=== TASK OBJECTIVE ===
From the line containing "task | identify every instance of the rubber" through the last line of the entries below, repeat each line word for word and leave out the rest.

start

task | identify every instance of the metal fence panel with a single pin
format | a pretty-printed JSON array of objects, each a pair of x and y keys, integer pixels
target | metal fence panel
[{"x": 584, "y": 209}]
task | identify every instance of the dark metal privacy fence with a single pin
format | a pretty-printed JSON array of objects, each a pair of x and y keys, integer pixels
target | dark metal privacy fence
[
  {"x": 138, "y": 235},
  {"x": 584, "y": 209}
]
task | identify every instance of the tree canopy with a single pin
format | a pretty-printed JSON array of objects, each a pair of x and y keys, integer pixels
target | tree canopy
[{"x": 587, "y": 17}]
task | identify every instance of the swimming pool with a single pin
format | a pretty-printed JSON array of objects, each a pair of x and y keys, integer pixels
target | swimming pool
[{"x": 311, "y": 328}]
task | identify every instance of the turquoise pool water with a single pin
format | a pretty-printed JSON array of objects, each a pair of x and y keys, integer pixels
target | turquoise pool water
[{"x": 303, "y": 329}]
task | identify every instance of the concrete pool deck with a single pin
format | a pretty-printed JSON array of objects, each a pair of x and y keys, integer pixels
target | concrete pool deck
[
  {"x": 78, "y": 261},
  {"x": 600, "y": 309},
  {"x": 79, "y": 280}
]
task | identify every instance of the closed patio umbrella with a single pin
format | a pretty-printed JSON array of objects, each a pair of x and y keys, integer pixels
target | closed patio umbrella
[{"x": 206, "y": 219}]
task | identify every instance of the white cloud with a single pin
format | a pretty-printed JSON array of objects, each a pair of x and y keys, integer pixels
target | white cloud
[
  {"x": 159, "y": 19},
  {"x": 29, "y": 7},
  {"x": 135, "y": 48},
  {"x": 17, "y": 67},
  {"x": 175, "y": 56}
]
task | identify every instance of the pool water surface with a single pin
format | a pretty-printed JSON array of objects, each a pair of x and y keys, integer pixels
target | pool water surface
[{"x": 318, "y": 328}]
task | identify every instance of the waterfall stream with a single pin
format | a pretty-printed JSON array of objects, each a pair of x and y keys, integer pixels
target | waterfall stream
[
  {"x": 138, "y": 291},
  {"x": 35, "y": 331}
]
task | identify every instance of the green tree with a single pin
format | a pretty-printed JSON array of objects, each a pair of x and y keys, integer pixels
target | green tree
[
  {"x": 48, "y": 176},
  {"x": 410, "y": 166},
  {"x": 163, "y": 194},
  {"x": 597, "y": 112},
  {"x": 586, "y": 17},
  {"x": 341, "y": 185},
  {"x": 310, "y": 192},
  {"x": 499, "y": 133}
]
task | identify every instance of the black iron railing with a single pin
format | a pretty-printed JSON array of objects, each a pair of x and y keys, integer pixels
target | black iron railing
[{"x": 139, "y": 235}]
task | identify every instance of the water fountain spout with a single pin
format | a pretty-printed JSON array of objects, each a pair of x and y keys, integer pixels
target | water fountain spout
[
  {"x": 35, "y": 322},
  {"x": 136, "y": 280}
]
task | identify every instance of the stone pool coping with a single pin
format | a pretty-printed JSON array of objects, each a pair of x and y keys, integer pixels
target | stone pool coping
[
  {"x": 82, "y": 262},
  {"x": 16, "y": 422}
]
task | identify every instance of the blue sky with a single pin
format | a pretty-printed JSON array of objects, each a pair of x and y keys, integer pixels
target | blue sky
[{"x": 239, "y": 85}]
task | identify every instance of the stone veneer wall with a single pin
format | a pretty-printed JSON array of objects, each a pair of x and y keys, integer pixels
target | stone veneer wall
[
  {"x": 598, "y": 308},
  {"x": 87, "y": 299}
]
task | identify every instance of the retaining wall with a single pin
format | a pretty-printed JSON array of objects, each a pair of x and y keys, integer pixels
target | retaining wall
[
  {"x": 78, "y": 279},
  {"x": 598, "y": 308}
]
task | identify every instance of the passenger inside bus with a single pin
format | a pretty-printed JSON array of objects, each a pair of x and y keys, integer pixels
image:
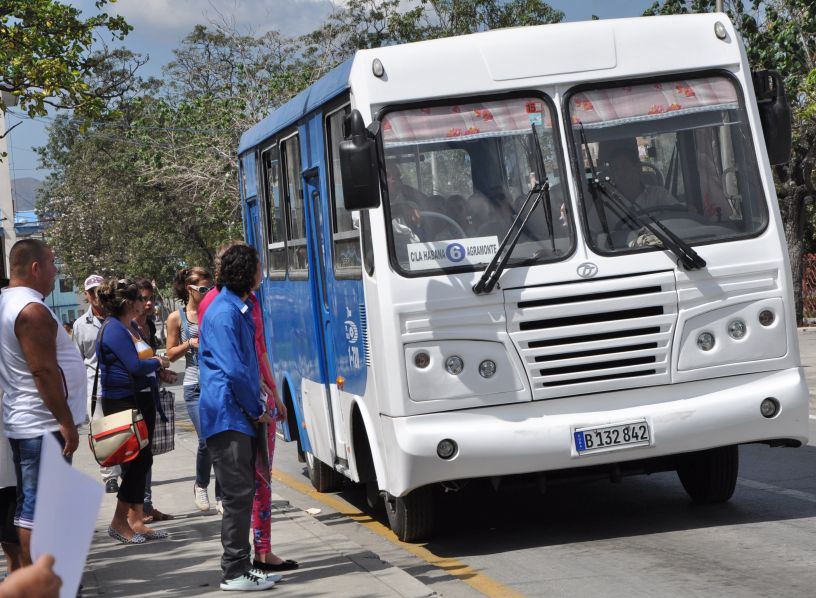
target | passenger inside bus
[{"x": 619, "y": 160}]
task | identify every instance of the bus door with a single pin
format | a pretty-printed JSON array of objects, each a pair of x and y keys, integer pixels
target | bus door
[{"x": 326, "y": 410}]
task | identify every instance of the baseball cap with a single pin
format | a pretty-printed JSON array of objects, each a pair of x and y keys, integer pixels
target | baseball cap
[{"x": 94, "y": 280}]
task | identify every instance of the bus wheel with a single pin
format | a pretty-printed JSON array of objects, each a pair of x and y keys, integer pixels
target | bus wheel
[
  {"x": 411, "y": 517},
  {"x": 710, "y": 476},
  {"x": 323, "y": 477}
]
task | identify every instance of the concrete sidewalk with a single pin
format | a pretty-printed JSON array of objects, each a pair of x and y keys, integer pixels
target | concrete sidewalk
[{"x": 188, "y": 563}]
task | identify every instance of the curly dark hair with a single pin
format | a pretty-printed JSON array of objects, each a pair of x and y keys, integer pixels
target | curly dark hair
[
  {"x": 188, "y": 276},
  {"x": 114, "y": 294},
  {"x": 239, "y": 264}
]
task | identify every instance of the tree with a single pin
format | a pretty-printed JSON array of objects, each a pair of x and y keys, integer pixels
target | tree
[
  {"x": 48, "y": 58},
  {"x": 375, "y": 23},
  {"x": 781, "y": 35},
  {"x": 158, "y": 173}
]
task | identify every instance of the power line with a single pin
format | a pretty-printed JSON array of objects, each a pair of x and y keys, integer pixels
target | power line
[{"x": 77, "y": 123}]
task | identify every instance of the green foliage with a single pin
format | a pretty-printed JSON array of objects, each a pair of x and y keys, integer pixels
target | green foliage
[
  {"x": 152, "y": 184},
  {"x": 781, "y": 35},
  {"x": 47, "y": 58}
]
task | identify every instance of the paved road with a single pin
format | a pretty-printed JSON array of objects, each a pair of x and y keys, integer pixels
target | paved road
[{"x": 639, "y": 537}]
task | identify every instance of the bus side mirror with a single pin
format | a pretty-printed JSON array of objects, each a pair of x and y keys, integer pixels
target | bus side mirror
[
  {"x": 358, "y": 166},
  {"x": 774, "y": 112}
]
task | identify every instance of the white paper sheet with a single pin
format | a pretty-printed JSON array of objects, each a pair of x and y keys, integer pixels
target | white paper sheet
[{"x": 65, "y": 517}]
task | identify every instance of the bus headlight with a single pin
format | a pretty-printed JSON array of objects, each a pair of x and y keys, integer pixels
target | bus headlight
[
  {"x": 736, "y": 329},
  {"x": 487, "y": 368},
  {"x": 735, "y": 334},
  {"x": 475, "y": 371},
  {"x": 706, "y": 341},
  {"x": 446, "y": 449},
  {"x": 422, "y": 360},
  {"x": 454, "y": 365}
]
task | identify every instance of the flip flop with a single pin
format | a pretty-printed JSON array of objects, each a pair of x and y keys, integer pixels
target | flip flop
[{"x": 159, "y": 516}]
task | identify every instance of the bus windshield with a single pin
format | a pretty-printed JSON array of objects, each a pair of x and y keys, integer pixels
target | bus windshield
[
  {"x": 457, "y": 175},
  {"x": 679, "y": 151}
]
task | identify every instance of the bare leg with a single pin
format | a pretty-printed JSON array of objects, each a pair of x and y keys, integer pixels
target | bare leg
[
  {"x": 120, "y": 520},
  {"x": 13, "y": 556},
  {"x": 135, "y": 517},
  {"x": 25, "y": 545}
]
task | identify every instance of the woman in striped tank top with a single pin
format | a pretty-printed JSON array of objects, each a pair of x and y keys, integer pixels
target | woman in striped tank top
[{"x": 190, "y": 286}]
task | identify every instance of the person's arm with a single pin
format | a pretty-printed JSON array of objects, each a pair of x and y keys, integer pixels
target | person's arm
[
  {"x": 175, "y": 348},
  {"x": 266, "y": 369},
  {"x": 36, "y": 330},
  {"x": 231, "y": 349},
  {"x": 117, "y": 340}
]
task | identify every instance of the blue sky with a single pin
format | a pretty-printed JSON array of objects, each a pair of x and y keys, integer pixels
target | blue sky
[{"x": 159, "y": 26}]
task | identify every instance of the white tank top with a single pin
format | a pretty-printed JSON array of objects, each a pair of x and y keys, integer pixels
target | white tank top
[{"x": 24, "y": 413}]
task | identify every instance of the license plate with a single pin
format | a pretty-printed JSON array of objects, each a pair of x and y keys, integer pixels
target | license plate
[{"x": 612, "y": 436}]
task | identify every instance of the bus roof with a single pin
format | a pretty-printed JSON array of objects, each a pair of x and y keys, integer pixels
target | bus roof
[{"x": 322, "y": 90}]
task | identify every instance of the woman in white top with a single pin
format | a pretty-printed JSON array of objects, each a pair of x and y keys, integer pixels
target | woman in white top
[{"x": 190, "y": 286}]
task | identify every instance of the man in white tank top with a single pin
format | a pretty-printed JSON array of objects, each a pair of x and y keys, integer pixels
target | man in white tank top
[{"x": 42, "y": 375}]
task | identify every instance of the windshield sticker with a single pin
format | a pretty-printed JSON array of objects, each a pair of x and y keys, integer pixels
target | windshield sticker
[{"x": 456, "y": 252}]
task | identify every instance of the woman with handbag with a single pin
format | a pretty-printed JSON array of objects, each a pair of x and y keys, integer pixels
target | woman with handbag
[
  {"x": 147, "y": 329},
  {"x": 127, "y": 371}
]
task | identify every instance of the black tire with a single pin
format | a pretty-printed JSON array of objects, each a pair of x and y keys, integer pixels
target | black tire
[
  {"x": 411, "y": 517},
  {"x": 323, "y": 477},
  {"x": 710, "y": 476}
]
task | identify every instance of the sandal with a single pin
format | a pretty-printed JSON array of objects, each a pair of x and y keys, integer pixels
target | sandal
[
  {"x": 159, "y": 516},
  {"x": 136, "y": 539}
]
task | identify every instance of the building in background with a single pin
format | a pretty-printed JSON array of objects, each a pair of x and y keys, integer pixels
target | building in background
[
  {"x": 65, "y": 300},
  {"x": 7, "y": 237}
]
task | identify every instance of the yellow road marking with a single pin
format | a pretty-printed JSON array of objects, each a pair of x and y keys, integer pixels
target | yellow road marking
[{"x": 484, "y": 584}]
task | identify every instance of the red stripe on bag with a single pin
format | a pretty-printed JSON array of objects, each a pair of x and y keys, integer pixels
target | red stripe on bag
[
  {"x": 112, "y": 431},
  {"x": 125, "y": 453}
]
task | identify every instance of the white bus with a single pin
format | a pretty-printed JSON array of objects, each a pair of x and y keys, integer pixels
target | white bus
[{"x": 548, "y": 251}]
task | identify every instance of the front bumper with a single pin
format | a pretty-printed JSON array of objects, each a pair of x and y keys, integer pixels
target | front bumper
[{"x": 537, "y": 436}]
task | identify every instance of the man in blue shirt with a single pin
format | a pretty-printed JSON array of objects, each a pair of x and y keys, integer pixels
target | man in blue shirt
[{"x": 230, "y": 408}]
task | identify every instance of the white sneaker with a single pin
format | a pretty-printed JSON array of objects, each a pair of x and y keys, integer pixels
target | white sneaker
[
  {"x": 201, "y": 499},
  {"x": 248, "y": 582},
  {"x": 268, "y": 575}
]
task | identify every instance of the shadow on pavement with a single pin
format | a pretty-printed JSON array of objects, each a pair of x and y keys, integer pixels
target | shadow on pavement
[{"x": 478, "y": 520}]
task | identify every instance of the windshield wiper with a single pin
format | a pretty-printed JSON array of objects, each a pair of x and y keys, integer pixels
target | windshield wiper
[
  {"x": 626, "y": 210},
  {"x": 540, "y": 189}
]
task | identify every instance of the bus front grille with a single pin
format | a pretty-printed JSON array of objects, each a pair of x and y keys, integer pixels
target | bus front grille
[{"x": 594, "y": 336}]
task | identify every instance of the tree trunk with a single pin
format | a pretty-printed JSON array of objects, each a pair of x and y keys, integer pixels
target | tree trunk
[{"x": 792, "y": 208}]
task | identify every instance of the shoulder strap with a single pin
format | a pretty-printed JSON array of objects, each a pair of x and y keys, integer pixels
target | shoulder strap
[
  {"x": 184, "y": 323},
  {"x": 98, "y": 366}
]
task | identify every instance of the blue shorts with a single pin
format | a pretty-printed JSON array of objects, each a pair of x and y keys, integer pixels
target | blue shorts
[{"x": 26, "y": 453}]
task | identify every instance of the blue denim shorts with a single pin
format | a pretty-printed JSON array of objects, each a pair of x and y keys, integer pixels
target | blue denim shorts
[{"x": 26, "y": 453}]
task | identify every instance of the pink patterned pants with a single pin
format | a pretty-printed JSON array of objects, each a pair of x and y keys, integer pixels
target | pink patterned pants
[{"x": 262, "y": 503}]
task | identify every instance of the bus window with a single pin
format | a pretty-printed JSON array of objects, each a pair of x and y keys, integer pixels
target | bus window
[
  {"x": 679, "y": 151},
  {"x": 296, "y": 238},
  {"x": 273, "y": 208},
  {"x": 458, "y": 174},
  {"x": 345, "y": 238}
]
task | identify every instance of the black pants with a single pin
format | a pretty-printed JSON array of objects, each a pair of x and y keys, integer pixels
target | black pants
[
  {"x": 134, "y": 473},
  {"x": 233, "y": 457}
]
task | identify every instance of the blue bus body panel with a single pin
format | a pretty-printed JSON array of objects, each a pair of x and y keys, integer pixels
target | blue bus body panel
[
  {"x": 311, "y": 98},
  {"x": 314, "y": 328}
]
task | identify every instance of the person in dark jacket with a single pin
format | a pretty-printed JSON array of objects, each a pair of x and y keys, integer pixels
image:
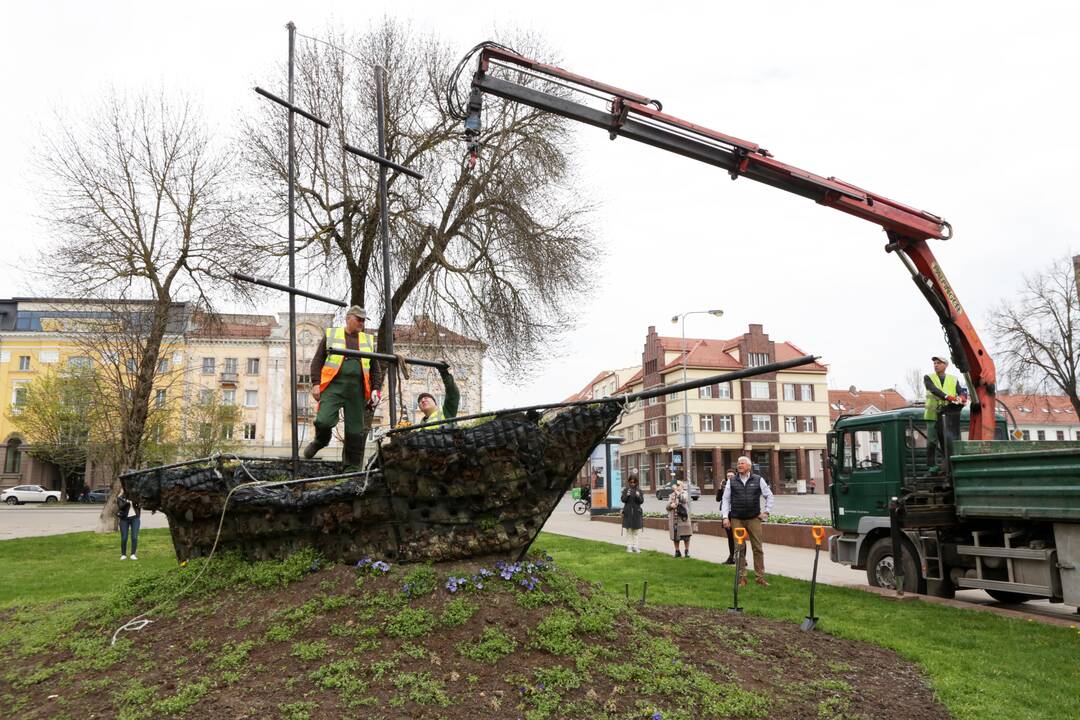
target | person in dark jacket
[
  {"x": 127, "y": 513},
  {"x": 741, "y": 507},
  {"x": 727, "y": 530},
  {"x": 633, "y": 518}
]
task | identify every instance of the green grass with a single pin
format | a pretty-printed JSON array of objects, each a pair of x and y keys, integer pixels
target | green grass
[
  {"x": 78, "y": 565},
  {"x": 981, "y": 665}
]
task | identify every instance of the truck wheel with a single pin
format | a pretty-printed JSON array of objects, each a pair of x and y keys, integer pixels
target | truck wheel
[
  {"x": 1011, "y": 598},
  {"x": 880, "y": 570}
]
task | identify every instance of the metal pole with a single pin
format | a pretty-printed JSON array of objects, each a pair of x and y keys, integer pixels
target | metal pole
[
  {"x": 686, "y": 416},
  {"x": 388, "y": 328},
  {"x": 292, "y": 255}
]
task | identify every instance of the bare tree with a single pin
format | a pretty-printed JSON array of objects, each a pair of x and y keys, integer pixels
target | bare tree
[
  {"x": 140, "y": 204},
  {"x": 1036, "y": 333},
  {"x": 496, "y": 252}
]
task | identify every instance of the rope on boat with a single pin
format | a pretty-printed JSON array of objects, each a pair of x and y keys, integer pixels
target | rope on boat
[{"x": 140, "y": 621}]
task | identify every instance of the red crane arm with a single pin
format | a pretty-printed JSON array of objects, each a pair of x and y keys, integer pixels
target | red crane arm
[{"x": 642, "y": 119}]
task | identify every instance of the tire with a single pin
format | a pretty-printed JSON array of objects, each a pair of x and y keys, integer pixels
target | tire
[
  {"x": 879, "y": 567},
  {"x": 1010, "y": 598}
]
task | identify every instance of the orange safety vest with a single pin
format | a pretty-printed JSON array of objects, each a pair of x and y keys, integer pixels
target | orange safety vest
[{"x": 335, "y": 339}]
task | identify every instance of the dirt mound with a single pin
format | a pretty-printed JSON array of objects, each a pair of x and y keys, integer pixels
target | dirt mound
[{"x": 463, "y": 640}]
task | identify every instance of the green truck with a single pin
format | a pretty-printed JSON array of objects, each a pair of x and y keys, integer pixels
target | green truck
[{"x": 1003, "y": 518}]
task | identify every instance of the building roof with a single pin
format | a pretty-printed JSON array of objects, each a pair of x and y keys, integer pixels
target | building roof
[
  {"x": 1030, "y": 409},
  {"x": 863, "y": 402}
]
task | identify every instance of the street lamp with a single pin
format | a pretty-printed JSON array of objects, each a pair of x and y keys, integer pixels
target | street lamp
[{"x": 686, "y": 401}]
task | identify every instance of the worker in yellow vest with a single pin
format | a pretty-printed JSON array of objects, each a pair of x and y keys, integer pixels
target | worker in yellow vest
[
  {"x": 430, "y": 408},
  {"x": 945, "y": 398},
  {"x": 345, "y": 383}
]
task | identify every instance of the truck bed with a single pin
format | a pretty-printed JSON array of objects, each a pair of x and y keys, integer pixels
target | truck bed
[{"x": 1020, "y": 479}]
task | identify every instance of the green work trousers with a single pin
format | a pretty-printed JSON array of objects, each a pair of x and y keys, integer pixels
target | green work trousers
[{"x": 346, "y": 392}]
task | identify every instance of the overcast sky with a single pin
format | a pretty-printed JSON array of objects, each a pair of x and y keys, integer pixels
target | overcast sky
[{"x": 968, "y": 110}]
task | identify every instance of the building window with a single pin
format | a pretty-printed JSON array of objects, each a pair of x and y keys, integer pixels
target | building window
[{"x": 13, "y": 460}]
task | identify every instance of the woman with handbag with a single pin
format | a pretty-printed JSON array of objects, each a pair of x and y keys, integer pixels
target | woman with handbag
[{"x": 679, "y": 521}]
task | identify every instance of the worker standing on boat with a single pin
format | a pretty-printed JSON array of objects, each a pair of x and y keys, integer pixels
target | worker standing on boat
[
  {"x": 345, "y": 383},
  {"x": 430, "y": 407}
]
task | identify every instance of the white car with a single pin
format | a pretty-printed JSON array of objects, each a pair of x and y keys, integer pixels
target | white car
[{"x": 29, "y": 493}]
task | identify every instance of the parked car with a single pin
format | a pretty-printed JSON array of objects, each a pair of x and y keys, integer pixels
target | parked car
[
  {"x": 664, "y": 492},
  {"x": 97, "y": 496},
  {"x": 29, "y": 493}
]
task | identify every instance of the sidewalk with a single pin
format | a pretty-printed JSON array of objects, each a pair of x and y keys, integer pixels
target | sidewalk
[{"x": 779, "y": 559}]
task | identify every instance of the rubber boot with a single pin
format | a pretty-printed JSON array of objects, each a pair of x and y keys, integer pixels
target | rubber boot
[
  {"x": 352, "y": 453},
  {"x": 323, "y": 436}
]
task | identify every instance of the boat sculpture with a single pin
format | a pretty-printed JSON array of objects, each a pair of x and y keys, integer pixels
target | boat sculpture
[{"x": 442, "y": 493}]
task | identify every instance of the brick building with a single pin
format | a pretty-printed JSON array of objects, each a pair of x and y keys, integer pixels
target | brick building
[{"x": 779, "y": 420}]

end

=== WRITTEN RESPONSE ===
task | identify every instance of the rubber boot with a single pin
format | a pretty-printed JSON array of objects, each a pair of x and y keys, integer pixels
target | rubber boot
[
  {"x": 352, "y": 453},
  {"x": 323, "y": 436}
]
task | identify every instance of the boat sculpture with a single pin
format | a pretty-printed JSON array of objects, each a pair of x and y keys, integer pixels
target | boat sculpture
[{"x": 442, "y": 493}]
task | identify every instance of the brick building with a single pin
format | a pretty-printed JSON array of objects, each a pair of x and y keys, integer pixels
target | brick building
[{"x": 779, "y": 420}]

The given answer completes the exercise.